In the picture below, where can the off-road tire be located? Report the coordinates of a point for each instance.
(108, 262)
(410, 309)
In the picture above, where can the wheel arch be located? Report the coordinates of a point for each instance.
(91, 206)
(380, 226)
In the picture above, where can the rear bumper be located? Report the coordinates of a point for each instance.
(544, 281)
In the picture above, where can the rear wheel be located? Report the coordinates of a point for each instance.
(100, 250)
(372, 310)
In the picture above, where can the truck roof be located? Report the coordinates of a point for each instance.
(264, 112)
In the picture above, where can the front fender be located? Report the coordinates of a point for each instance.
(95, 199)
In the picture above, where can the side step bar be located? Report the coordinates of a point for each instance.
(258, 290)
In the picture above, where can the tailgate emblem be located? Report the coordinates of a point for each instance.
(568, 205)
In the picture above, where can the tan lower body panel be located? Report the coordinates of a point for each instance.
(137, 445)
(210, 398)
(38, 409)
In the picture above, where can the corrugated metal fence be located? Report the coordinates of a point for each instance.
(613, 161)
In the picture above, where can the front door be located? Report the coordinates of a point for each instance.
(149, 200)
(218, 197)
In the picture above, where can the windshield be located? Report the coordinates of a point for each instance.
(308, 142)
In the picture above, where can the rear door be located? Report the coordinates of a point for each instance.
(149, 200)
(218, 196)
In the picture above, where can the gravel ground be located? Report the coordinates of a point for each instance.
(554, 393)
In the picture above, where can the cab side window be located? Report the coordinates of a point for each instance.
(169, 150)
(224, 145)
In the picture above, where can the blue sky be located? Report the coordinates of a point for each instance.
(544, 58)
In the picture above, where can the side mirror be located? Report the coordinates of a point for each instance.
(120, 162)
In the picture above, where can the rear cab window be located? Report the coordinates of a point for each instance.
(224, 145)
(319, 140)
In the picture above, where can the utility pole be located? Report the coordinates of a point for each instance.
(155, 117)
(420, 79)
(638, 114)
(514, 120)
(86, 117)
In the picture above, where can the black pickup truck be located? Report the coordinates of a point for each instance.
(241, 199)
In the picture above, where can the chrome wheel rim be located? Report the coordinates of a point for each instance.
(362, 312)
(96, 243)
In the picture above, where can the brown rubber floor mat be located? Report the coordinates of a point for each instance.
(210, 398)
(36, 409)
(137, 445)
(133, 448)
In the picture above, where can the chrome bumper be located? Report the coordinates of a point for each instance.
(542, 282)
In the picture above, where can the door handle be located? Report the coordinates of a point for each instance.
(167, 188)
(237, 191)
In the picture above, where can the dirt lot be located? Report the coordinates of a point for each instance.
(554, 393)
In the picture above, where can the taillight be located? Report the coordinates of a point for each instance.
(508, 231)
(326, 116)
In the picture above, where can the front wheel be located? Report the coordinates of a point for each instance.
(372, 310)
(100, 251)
= = = = =
**Your instructions**: Make a precise copy of the records in their entirety.

**Written solution**:
In the picture below, where can the off-road tire be located? Report the coordinates of a point for each instance.
(108, 262)
(410, 309)
In the picture above, where can the wheel arch be located? Report the coordinates of a point for each instance.
(91, 206)
(380, 226)
In the picture above, where can the rear bumper be located? Report the coordinates of a point for each instance.
(544, 281)
In the picture above, where can the rear wheel be located? Report the coordinates of a point for each instance.
(100, 250)
(372, 310)
In the picture above, where can the truck roof be located? Report the coordinates of a point for each instance.
(264, 112)
In the picture above, where can the front fender be located? Report the coordinates of a point for each instance.
(95, 199)
In the picture above, where can the side step bar be located? Report the coordinates of a point for each instance.
(258, 290)
In the picture above, where can the tailgate emblem be located? Report the coordinates of a point for each instance.
(568, 205)
In the picture above, where can the tan lower body panel be located? Report the coordinates of a point for each instance.
(137, 445)
(210, 398)
(38, 409)
In the picture above, where can the corrugated metal fence be located? Report the coordinates of a point for each instance.
(613, 161)
In the picture above, where can the front door be located? Report the coordinates of a point for each instance.
(149, 200)
(218, 197)
In the picture above, where can the windshield be located? Report the coordinates of a point for each instance.
(308, 142)
In the picture above, where can the rear door be located? Report the coordinates of a point for each instance.
(149, 200)
(218, 196)
In the picture above, where can the gravel ground be located? Report the coordinates of a point for each instance.
(554, 393)
In the picture above, where can the cab side window be located? Report the coordinates of a point for each instance.
(169, 150)
(224, 145)
In the picture above, where can the blue sky be located? Report the coordinates of a point for each instance.
(544, 58)
In the picture above, where can the side mirror be located? Report the coordinates of a point for each instance.
(120, 162)
In the picture above, where can the rear cab window be located? Report the coordinates of a point for each instance.
(224, 145)
(319, 140)
In the picture above, where can the utility pole be located? Report the coordinates of a point for each instance.
(155, 117)
(420, 79)
(638, 114)
(514, 120)
(86, 117)
In the picture above, where can the black pickup truck be located? Report the coordinates of a point for each instance.
(241, 199)
In the picture above, where can the chrome wheel rim be located? Report the coordinates of a point for each instance.
(362, 312)
(96, 243)
In the picture above, where can the brown rubber floor mat be located? Report the coordinates of a point for each instance.
(210, 398)
(36, 409)
(137, 445)
(133, 448)
In the picture above, where can the chrome bumper be located? Report the coordinates of a point for each instance.
(542, 282)
In the picture above, where can the door handle be located? Report the coordinates of a point for each instance.
(167, 188)
(237, 191)
In the picture above, where can the dirt lot be located? Report the coordinates of a point for each instance.
(554, 393)
In the picture above, where can the taillight be located? Report the coordinates of a point for each instance.
(508, 231)
(326, 116)
In the picture above, where can the front wheel be located? Report the coordinates of a point for each instance.
(372, 310)
(100, 251)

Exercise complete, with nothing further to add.